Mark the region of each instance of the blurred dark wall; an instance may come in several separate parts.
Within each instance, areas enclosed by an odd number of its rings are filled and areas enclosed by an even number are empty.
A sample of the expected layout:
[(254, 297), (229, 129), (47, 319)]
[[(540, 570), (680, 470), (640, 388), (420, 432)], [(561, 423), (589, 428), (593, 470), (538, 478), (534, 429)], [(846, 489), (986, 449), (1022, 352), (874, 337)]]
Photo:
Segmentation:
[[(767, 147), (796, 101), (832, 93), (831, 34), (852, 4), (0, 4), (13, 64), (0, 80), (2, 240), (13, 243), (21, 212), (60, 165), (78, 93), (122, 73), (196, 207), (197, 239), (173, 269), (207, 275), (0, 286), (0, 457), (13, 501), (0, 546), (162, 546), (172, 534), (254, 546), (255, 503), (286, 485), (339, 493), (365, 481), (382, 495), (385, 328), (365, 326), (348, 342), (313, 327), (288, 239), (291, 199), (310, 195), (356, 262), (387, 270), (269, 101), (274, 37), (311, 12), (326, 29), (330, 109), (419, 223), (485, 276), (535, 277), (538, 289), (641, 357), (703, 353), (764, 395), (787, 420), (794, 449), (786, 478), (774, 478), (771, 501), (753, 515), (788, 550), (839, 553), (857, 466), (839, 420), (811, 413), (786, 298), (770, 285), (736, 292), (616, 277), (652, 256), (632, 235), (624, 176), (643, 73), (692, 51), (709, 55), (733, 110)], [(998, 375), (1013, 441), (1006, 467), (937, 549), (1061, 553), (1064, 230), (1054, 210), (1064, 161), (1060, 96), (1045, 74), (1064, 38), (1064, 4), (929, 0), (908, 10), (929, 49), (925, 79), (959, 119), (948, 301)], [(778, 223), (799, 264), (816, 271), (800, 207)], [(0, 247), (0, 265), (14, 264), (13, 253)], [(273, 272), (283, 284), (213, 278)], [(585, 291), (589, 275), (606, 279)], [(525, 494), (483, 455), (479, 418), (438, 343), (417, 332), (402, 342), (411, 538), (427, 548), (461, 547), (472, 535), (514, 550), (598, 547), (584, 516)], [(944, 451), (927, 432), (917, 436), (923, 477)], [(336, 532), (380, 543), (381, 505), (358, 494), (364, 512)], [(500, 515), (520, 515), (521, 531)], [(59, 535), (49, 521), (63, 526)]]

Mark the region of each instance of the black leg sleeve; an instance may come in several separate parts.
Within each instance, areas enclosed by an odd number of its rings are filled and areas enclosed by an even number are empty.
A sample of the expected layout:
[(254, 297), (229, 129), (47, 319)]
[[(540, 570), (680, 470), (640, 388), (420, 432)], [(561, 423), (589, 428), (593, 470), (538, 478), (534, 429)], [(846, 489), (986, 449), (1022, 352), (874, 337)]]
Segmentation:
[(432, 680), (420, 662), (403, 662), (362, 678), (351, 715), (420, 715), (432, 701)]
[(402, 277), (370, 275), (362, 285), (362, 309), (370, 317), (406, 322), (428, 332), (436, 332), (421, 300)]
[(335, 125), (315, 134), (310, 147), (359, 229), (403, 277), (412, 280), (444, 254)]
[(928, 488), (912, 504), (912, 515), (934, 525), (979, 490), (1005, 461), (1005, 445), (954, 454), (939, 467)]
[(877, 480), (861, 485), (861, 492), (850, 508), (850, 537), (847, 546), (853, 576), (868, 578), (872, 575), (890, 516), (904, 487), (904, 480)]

□ □ □ □

§ Your goal
Repeat the stretch of data from the line containing "Mark the region of each instance of the black" through the line containing "280), (444, 254)]", with "black leg sleeve" changed to "dark leg sleeve" and every other part left unchanged.

§ Full response
Mark the region of each instance of the dark leg sleeve; an instance may come in several separate parts.
Within each instance, areas enclosed by an odd number of its rings are filled and areas enclosed by an even number are empty.
A sample of the expected layout:
[(254, 297), (229, 129), (47, 319)]
[[(540, 570), (680, 470), (640, 388), (420, 432)], [(561, 423), (589, 428), (593, 470), (538, 478), (534, 429)], [(846, 489), (986, 449), (1022, 352), (874, 337)]]
Segmentation:
[(432, 680), (420, 662), (403, 662), (362, 678), (351, 715), (420, 715), (432, 701)]
[(402, 277), (370, 275), (362, 285), (362, 309), (370, 317), (406, 322), (428, 332), (436, 332), (421, 300)]
[(335, 125), (315, 134), (310, 147), (359, 229), (403, 277), (412, 280), (444, 254)]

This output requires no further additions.